[Your assignment] From top to bottom, each entry below must be reproduced exactly.

[Dataset records]
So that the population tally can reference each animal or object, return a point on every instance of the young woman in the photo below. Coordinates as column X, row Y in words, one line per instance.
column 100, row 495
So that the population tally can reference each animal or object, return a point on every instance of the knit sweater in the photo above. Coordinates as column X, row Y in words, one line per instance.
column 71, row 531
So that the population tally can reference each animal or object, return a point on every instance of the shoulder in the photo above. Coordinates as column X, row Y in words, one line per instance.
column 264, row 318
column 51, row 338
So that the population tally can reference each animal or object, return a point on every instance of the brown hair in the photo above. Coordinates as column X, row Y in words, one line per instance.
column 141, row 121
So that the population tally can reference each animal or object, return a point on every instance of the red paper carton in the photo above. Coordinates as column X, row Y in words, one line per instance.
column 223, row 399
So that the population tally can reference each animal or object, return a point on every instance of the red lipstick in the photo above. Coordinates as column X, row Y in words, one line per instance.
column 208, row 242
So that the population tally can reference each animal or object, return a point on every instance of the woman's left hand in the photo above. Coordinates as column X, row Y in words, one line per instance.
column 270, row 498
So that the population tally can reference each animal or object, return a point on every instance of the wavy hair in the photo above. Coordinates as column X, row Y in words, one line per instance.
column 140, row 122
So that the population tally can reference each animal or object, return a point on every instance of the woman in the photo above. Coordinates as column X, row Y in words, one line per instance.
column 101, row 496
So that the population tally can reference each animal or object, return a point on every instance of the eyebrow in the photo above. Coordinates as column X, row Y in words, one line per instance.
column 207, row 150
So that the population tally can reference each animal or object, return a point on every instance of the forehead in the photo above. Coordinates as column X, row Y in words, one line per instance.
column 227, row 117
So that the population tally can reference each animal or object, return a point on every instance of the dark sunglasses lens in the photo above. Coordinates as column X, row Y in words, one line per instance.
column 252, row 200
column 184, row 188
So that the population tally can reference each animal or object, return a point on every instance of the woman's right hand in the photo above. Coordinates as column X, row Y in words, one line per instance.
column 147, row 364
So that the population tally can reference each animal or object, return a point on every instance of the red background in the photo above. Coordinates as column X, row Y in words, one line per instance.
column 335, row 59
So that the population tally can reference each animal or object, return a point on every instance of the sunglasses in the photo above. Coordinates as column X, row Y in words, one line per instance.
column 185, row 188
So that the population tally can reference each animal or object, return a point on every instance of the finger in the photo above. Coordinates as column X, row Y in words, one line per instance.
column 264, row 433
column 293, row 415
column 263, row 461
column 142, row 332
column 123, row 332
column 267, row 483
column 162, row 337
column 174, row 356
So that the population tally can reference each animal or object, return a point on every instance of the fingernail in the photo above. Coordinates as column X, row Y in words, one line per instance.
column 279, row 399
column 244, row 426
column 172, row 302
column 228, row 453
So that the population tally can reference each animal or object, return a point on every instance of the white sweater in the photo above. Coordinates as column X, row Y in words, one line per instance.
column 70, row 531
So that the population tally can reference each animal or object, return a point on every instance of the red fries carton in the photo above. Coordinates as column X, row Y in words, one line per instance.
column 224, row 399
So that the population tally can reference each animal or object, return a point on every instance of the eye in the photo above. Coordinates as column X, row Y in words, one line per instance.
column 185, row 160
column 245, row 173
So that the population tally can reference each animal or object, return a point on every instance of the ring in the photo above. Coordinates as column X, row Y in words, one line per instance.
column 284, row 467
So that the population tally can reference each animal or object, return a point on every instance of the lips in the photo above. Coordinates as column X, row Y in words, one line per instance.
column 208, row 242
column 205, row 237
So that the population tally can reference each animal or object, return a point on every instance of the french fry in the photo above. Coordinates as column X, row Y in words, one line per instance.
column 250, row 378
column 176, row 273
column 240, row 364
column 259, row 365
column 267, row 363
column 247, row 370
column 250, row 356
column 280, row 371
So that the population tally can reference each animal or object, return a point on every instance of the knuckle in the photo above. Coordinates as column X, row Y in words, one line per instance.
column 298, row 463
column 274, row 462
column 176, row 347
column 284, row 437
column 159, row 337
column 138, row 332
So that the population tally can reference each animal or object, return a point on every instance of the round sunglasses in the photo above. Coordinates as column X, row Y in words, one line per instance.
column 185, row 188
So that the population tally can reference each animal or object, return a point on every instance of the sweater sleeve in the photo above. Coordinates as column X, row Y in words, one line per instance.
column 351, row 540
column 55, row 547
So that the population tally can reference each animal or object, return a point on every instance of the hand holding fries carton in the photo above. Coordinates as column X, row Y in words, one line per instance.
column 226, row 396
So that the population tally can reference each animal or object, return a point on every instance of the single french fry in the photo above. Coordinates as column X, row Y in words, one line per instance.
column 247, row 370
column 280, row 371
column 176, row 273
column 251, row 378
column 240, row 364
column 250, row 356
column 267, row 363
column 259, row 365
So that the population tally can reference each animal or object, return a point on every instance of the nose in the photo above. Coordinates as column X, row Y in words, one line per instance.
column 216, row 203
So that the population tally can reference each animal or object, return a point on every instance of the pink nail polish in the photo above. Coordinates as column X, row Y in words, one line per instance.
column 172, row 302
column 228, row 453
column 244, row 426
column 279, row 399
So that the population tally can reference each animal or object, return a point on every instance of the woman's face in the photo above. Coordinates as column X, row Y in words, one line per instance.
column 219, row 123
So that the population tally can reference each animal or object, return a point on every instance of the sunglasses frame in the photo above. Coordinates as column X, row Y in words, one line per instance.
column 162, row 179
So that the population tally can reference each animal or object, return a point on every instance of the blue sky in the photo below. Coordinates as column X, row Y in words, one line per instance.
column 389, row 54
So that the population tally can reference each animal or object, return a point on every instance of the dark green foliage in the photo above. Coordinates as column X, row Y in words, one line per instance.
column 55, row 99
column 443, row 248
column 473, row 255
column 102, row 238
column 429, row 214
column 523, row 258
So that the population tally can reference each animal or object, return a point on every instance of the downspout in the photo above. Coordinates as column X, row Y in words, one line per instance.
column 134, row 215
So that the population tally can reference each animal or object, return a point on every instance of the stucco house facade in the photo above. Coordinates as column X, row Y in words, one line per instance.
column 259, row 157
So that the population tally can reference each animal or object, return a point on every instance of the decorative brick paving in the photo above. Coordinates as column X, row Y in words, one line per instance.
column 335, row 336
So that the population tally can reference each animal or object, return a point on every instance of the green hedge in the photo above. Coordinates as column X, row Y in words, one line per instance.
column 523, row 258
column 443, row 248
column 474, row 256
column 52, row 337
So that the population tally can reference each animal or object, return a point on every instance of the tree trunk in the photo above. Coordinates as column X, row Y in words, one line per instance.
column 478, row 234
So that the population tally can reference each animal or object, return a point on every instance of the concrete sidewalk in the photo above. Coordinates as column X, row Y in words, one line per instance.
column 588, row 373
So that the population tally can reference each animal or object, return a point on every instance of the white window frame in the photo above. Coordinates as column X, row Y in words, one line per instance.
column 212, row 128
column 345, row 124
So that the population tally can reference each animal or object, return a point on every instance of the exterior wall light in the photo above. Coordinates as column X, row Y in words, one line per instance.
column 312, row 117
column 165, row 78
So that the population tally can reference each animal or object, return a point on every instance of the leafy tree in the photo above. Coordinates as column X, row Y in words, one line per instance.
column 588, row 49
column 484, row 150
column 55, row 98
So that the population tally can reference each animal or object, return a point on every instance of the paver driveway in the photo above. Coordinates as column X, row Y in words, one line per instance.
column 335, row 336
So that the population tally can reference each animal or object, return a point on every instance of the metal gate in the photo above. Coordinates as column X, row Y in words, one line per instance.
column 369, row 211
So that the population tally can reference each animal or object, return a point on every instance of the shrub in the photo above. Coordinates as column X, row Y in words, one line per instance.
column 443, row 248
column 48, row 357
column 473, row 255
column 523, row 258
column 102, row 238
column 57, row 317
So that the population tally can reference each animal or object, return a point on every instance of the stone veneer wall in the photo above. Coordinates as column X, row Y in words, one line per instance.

[Exercise solution]
So that the population tally can reference each animal or object, return a point on every instance of the young woman in the photo below. Coordinates as column X, row Y in words, one line per instance.
column 100, row 495
So that the population tally can reference each animal or object, return a point on every instance of the knit sweater in the photo above. Coordinates as column X, row Y in words, one line per instance.
column 71, row 531
So that the population tally can reference each animal or object, return a point on every instance of the shoulder in the photo above. Coordinates as column X, row Y in words, one line per instance.
column 264, row 318
column 51, row 338
So that the population tally can reference each animal or object, return a point on every instance of the brown hair in the photo above. Coordinates as column X, row Y in words, one line per instance.
column 141, row 121
So that the population tally can reference each animal or object, return a point on every instance of the red paper carton in the photo above. Coordinates as column X, row Y in words, one line per instance.
column 223, row 399
So that the population tally can reference each animal or object, return a point on every instance of the red lipstick in the photo above. Coordinates as column X, row Y in words, one line per instance.
column 208, row 242
So that the population tally can reference each animal or object, return a point on every instance of the woman's left hand in the photo above. Coordinates as column X, row Y in words, one line per instance.
column 270, row 498
So that the population tally can reference each animal or object, return a point on every instance of the wavy hair in the photo above. Coordinates as column X, row Y in words, one line per instance.
column 140, row 122
So that the population tally can reference each animal or object, return a point on every instance of the woman in the photo above. Coordinates as column X, row Y in words, one line per instance.
column 101, row 496
So that the population tally can reference each animal or object, return a point on every instance of the eyebrow in the photo above. Coordinates as column X, row Y in words, one line per instance.
column 207, row 150
So that the population tally can reference each animal or object, return a point on every instance of the forehead in the photo above. Coordinates as column X, row Y in words, one line per instance.
column 227, row 117
So that the population tally can reference each animal or object, return a point on every instance of the dark sunglasses lens in the photo above. Coordinates as column X, row Y in words, one line per instance.
column 252, row 200
column 184, row 188
So that the population tally can reference each animal or object, return a point on every instance of the woman's right hand in the photo above. Coordinates as column X, row Y in words, one line per instance.
column 147, row 364
So that the population tally can reference each animal or object, return a point on every instance of the red background in the photo above. Coordinates as column X, row Y in words, one line per instance.
column 335, row 59
So that the population tally can reference each animal or object, return a point on every instance of the sunglasses in the photo above. Coordinates as column X, row Y in words, one line per instance.
column 185, row 188
So that the population tally can reference each animal or object, return a point on every instance of the finger in the photo above. Coordinates as column X, row Y in words, one line per instance.
column 264, row 433
column 293, row 415
column 263, row 461
column 142, row 332
column 123, row 332
column 267, row 483
column 162, row 337
column 174, row 356
So that the population tally can reference each animal or object, return a point on every instance of the fingernail in the photo above. Coordinates as column X, row Y in words, one line per instance.
column 279, row 399
column 244, row 426
column 172, row 302
column 228, row 453
So that the population tally can reference each animal or object, return a point on every instance of the white sweater in the photo above. Coordinates as column X, row Y in words, one line per instance.
column 70, row 531
So that the population tally can reference each animal or object, return a point on every instance of the red fries carton in the photo above. Coordinates as column X, row Y in words, one line per instance.
column 224, row 399
So that the population tally can reference each animal or object, return a point on every instance of the eye in the photo above. Coordinates as column X, row Y in words, one line per instance.
column 185, row 160
column 245, row 173
So that the population tally can reference each animal or object, return a point on every instance of the ring in the photo above. Coordinates as column X, row Y in words, one line per instance.
column 284, row 467
So that the population tally can reference each animal or object, return a point on every instance of the lips in the photo above. Coordinates as column X, row Y in words, one line per instance.
column 208, row 242
column 205, row 237
So that the population tally can reference each animal or object, return a point on every instance of the french fry in the photo above. Coordinates as column X, row Y in words, one line per instance.
column 250, row 378
column 176, row 273
column 240, row 364
column 259, row 365
column 267, row 363
column 247, row 370
column 250, row 356
column 280, row 371
So that the population tally can reference each animal or object, return a point on every instance of the knuckle in the photo above. Coordinates as column X, row Y in words, one line per instance.
column 298, row 463
column 274, row 462
column 176, row 347
column 284, row 437
column 159, row 337
column 138, row 332
So that the population tally can reference each animal or object, return a point on every instance of the round sunglasses in the photo above. Coordinates as column X, row Y in words, one line per instance.
column 185, row 188
So that the population tally can reference each animal or object, return a point on every instance of the sweater sleeve in the photo above. Coordinates as column X, row Y in words, one line per instance.
column 351, row 540
column 55, row 547
So that the population tally can reference each animal or object, return a point on every instance of the hand holding fries carton in the photo above. Coordinates as column X, row Y in words, one line per instance.
column 226, row 396
So that the population tally can reference each animal or object, return a point on every instance of the single french fry in the photo above. Coordinates as column X, row Y in words, one line per instance.
column 247, row 370
column 280, row 371
column 176, row 273
column 251, row 378
column 240, row 364
column 250, row 356
column 267, row 363
column 259, row 365
So that the population tally can reference each animal or object, return a point on every instance of the nose in the photo above. Coordinates as column X, row Y in words, one line per instance.
column 216, row 203
So that the population tally can reference each animal or object, return a point on every instance of the pink nail polish in the photo above. Coordinates as column X, row Y in words, one line per instance.
column 172, row 302
column 228, row 453
column 244, row 426
column 279, row 399
So that the population tally can reference each animal or object, return a point on every instance of the woman's face in the photo above. Coordinates as column X, row Y in words, one line per instance.
column 219, row 123
So that the population tally can reference each animal or object, return a point on every instance of the sunglasses frame in the photo above. Coordinates as column X, row Y in words, one line per instance.
column 162, row 179
So that the population tally can reference each animal or object, return a point on every instance of the blue sky in the photo below. Coordinates as column X, row Y in words, one line per instance.
column 389, row 54
So that the population tally can reference each animal or object, return a point on every instance of the dark green foliage in the photo above. Coordinates as column X, row Y in words, one line per instance.
column 55, row 99
column 443, row 248
column 473, row 255
column 102, row 238
column 429, row 214
column 523, row 258
So that the population tally can reference each animal or object, return a point on every instance of the downspout in the photo above. Coordinates as column X, row Y in words, one line per instance.
column 134, row 215
So that the population tally can reference each animal or object, return a point on every instance of the stucco house facade in the photo above. Coordinates as column X, row Y in words, one line per instance.
column 259, row 157
So that the population tally can reference each animal or object, return a point on every instance of the decorative brick paving in the photo above. Coordinates as column X, row Y in words, one line per instance.
column 335, row 336
So that the population tally can reference each animal or object, return a point on every instance of the green hedge in the photo above. Coordinates as column X, row Y in words, one line per instance.
column 523, row 258
column 443, row 248
column 474, row 256
column 52, row 337
So that the population tally can reference each animal or object, return a point on every instance of the tree trunk in the photo above. Coordinates as column X, row Y in words, one line per instance.
column 478, row 234
So that the population tally can reference each animal or object, return a point on every instance of the concrete sidewalk in the photo above. Coordinates as column X, row Y in words, one line per instance.
column 588, row 373
So that the population tally can reference each animal or object, return a point on every instance of the white window frame in the photo above. Coordinates as column X, row Y in words, one line per instance.
column 212, row 128
column 345, row 124
So that the population tally can reference each animal or object, return a point on every instance of the exterior wall light in the photo above. Coordinates as column X, row Y in words, one line per instance.
column 312, row 117
column 165, row 78
So that the population tally can reference each animal or object, return a point on every instance of the leafy tree in the photo above. Coordinates as column X, row Y in words, one line per instance.
column 588, row 49
column 484, row 150
column 55, row 98
So that the population tally can reference each animal or object, return a point on every instance of the paver driveway in the photo above. Coordinates as column X, row Y in words, one line per instance.
column 335, row 336
So that the population tally can reference each animal or object, return a point on every instance of the metal gate in the photo above. Coordinates as column X, row Y in words, one line per instance.
column 369, row 211
So that the population tally can reference each animal or object, return a point on every instance of the shrub in the photo above. Coordinates as column X, row Y in words, one line per instance.
column 443, row 248
column 48, row 357
column 473, row 255
column 523, row 258
column 102, row 238
column 57, row 317
So that the population tally can reference each animal or object, return a point on every instance of the stone veneer wall in the photo above. Coordinates as column X, row Y in words, one line per instance.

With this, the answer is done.